= WORK TO COMPLETE =
1. In the forum post about building a low-cost house shell, reproduce word for word the part that opens with "## Warwalk (May" and closes with "finish? flooring? etc...?).".
2. Answer these from the forum post about building a low-cost house shell:
(a) How far apart would the steel framing members be spaced?
(b) Which work does the poster plan to leave to someone else?
(c) What kind of environment is the structure meant for?

BEGIN QUOTED TEXT

# Least expensive house (yet another thread)



## Warwalk (May 25, 2011)

It's always a favorite topic for people to ask how inexpensively a house can be built, not understanding all the variables (is the lot sloped? what's the foundation? square feet? finish? flooring? etc...?). 

Well, here's another one ~ but hopefully with enough detail to tighten up the picture a little bit: What would be a ballpark figure for a shell of a house; steel framing members 16" o.c., 9', steel pre-painted siding, standing seam roof, house on concrete piers 3' high, 1500 sq ft rectangular w/ 10' porch all sides... 

No insulation, no sheetrock, coldwater PEX plumbing only, wire run through conduit, any windows and doors single pane only, no HVAC, no kitchen or bath (only stubbed out)... 

I'm really just looking for an "off the top of your head guesstimate" ~ no calculations. All work would be done by myself except for roofing, so basically just a dried-in structure. The structure would be for a tropical (high moisture / high termites) environment which is why I chose steel. I'd probably simply spray paint all internal walls. This isn't meant to be a finished project again ~ just a dried-in semi-habitable structure.

END QUOTED TEXT
BEGIN DATASET CONTENT

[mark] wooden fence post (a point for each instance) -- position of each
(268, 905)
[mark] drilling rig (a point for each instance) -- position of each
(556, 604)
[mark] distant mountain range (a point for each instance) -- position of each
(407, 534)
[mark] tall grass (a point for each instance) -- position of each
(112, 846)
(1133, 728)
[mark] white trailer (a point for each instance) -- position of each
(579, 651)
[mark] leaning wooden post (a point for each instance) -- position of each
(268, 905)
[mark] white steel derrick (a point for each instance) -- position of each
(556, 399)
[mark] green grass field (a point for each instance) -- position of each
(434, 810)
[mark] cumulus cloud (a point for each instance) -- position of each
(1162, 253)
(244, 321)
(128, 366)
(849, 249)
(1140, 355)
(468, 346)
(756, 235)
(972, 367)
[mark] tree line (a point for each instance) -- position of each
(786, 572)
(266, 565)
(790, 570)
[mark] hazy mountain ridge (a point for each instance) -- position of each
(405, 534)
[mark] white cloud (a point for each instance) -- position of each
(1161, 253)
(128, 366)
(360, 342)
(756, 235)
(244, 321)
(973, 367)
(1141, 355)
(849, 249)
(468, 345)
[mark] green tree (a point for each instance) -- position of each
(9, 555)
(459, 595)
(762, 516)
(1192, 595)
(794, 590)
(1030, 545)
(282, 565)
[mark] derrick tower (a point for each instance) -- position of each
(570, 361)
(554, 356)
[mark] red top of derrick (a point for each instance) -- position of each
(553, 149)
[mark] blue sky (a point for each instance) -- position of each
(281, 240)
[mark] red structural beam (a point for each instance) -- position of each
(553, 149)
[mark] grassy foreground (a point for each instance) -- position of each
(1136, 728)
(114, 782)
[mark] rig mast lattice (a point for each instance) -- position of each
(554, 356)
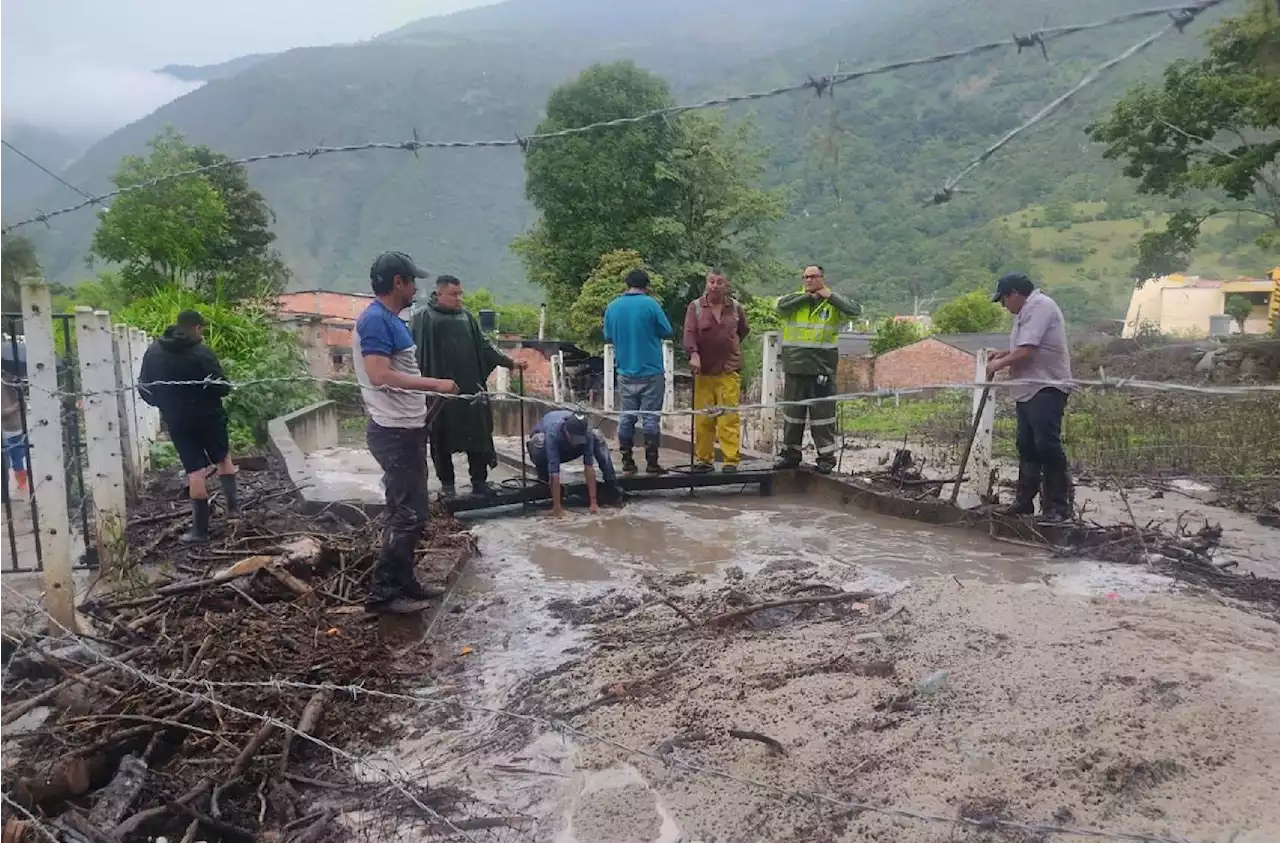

END DATASET CONTENT

= OUTPUTS =
1.
## Warwalk (May 25, 2011)

It's always a favorite topic for people to ask how inexpensively a house can be built, not understanding all the variables (is the lot sloped? what's the foundation? square feet? finish? flooring? etc...?).

2.
(a) 16" on center.
(b) The roofing.
(c) A tropical environment with high moisture and high termites.